[What is needed] Please filter the data down to the lines that include the word "temple" and copy them.

(Referring expression pointing data)
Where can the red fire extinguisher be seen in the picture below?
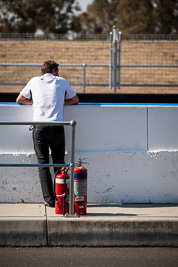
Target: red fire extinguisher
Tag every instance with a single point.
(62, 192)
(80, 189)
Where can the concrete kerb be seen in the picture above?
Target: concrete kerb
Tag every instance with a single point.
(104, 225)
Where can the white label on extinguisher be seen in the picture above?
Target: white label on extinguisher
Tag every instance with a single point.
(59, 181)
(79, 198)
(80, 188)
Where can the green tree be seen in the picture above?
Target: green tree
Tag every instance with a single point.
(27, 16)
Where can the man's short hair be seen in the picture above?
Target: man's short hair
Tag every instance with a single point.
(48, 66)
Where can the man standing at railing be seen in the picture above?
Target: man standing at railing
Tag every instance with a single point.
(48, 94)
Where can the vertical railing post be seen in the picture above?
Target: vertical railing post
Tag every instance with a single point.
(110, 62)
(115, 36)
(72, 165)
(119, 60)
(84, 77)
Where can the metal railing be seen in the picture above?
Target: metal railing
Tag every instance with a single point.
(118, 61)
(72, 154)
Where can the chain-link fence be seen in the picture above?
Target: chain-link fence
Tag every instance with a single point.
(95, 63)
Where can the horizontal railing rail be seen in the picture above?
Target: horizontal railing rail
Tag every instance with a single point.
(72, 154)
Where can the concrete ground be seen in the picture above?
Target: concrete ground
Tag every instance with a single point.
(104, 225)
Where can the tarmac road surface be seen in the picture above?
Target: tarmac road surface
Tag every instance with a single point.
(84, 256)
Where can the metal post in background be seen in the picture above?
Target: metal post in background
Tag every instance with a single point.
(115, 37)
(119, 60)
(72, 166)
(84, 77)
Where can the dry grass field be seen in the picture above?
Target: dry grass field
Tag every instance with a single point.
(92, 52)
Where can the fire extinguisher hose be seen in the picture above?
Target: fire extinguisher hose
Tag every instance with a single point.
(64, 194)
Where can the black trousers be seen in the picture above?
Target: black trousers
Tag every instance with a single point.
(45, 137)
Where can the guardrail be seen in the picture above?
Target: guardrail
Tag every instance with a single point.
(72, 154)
...
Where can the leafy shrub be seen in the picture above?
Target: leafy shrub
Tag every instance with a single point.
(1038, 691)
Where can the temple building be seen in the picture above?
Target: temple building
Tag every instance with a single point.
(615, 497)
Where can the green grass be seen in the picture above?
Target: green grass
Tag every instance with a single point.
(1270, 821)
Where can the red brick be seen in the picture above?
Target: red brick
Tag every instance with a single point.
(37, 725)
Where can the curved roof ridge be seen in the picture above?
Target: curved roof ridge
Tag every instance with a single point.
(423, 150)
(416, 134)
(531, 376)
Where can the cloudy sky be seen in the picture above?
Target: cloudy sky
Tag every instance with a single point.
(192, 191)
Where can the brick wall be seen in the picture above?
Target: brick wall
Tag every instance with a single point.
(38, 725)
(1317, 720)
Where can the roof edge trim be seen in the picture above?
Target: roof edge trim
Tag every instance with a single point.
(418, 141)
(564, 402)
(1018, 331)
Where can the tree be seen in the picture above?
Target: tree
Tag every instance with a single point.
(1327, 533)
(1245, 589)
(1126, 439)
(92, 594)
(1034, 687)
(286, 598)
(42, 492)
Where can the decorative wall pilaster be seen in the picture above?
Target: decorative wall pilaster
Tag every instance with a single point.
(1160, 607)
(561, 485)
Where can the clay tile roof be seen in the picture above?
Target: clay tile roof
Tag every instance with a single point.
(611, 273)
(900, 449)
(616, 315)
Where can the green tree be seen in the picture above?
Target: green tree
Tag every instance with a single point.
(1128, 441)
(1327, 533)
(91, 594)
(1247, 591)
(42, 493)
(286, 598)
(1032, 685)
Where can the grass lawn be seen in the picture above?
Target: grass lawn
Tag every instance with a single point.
...
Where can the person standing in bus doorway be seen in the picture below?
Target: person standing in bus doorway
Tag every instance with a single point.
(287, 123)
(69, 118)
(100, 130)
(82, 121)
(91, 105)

[Solution below]
Where can the temple building be seen in the picture above?
Target: temple building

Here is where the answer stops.